# Work to do
Please pull the text lines out of every record below and copy them verbatim, leaving the pictures out of your answer.

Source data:
___
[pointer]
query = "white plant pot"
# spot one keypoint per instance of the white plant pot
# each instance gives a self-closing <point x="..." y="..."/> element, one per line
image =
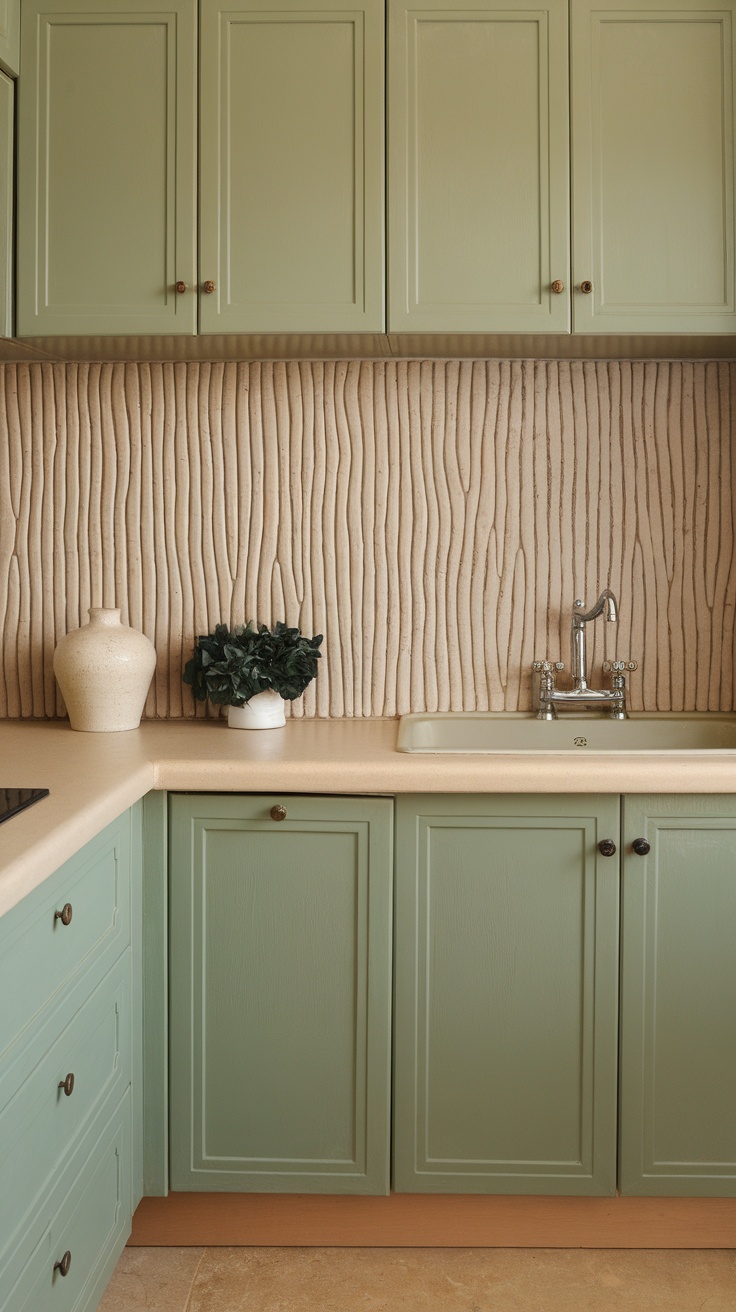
___
# Response to this task
[pointer]
query = "white plant pot"
# spot one keypoint per instance of the white plant pot
# each instance gives a self-closing <point x="..." y="..."/> element, one per line
image =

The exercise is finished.